Thor, Rocket, and Groot are another displaced Toys R Us-exclusive.  They were meant to be the follow-up to Vision and Scarlet Witch, and were only confirmed to exist just before TRU announced they were going under.  It’s not known how many of them actually made it to TRU, but it’s certainly less than Vision and Scarlet Witch.  As with the other displaced exclusives, it’ll be available over the summer via Entertainment Earth.

THOR

After taking a bit of a back seat for Age of Ultron, Thor’s right back in the forefront for Infinity War.  Of the many characters included in the film, he’s the first to have a variant confirmed.  This one uses his early-in-the-film appearance, picking up from the end of Ragnarok.  If you haven’t seen that film, his eye-patch-wearing head’s going to be a bit of a spoiler.  It’s a major selling point for this set, though, being the only version of the character available right now with the eye patch.  He’s also sans cape, which is a first for the MCU Thor figures.  I like it.  The figure stands 7 inches tall and has 30 points of articulation.  At first glance, I’d kind of expected this figure to make use of a lot of Gladiator Thor’s pieces, but there doesn’t actually appear to be anything shared between them.  I think that’s ultimately for the best, as I felt there were some minor issues with the last one.  This one has a really solid, hefty construction, and his posablity is actually really great given how bulky he is.  The head looks to be about the same as the un-helmeted Ragnarok sculpt, but with the eyepatch, of course.  It’s a pretty decent likeness of Hemsworth, so I can’t complain.  What I can complain about?  The paint.  It’s perhaps the only thing I don’t like about this figure.  I mean, the basics are fine.  The detailing on the hair works.  But, what I really don’t like is the lightning effects.  The details on the torso in particular look rather cheesy.  I don’t hate the effects on the eye; if it were an extra head, I’d probably find it really cool.  As the only eye-patched Thor head out there?  It’s a little annoying.  Like the Ragnarok two-pack release, he’s packed with Heimdall’s sword.  He still doesn’t use it in this movie, and I still want an actual Heimdall, but it’s better than nothing.

§ **Given instruction 1**: Tally the lines of the listing that contain the string "shaped", and give only that number.
The toy review and the listing have no connection to each other.

§ **Data entries**:
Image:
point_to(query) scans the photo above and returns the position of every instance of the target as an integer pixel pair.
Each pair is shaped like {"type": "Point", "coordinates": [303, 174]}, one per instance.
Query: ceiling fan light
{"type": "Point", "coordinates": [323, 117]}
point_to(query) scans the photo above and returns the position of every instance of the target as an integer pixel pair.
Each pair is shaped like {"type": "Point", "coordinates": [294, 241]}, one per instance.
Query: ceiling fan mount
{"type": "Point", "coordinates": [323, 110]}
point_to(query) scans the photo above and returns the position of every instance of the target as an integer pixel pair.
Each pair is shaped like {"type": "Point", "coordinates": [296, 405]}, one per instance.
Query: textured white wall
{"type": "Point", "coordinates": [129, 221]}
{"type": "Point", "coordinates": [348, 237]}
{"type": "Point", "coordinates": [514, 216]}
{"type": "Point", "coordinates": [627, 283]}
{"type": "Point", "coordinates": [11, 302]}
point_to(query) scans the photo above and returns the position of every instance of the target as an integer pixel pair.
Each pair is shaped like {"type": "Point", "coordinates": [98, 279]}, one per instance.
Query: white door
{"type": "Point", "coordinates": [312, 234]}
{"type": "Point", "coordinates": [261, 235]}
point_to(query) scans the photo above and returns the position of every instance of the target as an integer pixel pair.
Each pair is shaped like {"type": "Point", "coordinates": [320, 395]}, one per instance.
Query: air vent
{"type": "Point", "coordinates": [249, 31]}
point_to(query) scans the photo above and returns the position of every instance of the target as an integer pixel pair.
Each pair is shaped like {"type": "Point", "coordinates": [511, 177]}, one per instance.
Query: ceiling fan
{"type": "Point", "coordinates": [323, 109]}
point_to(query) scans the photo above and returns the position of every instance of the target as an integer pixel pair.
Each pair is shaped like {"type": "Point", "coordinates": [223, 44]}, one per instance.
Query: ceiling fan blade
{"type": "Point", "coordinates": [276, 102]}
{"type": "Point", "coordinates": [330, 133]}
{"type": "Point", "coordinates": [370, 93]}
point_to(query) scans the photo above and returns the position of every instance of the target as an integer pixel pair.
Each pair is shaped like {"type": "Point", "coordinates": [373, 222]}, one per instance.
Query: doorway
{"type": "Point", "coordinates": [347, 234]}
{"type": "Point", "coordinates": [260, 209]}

§ **Given instruction 2**: For each statement, answer yes or no according to the toy review above, and quote the words from it that decide the answer. (a) The Thor figure is 7 inches tall. (b) The Thor figure reuses many pieces from Gladiator Thor. (c) The Thor figure comes with a cape.

§ **Exercise output 1**: 8

§ **Exercise output 2**:
(a) Yes: "The figure stands 7 inches tall and has 30 points of articulation."
(b) No: "there doesn’t actually appear to be anything shared between them."
(c) No: "He’s also sans cape, which is a first for the MCU Thor figures."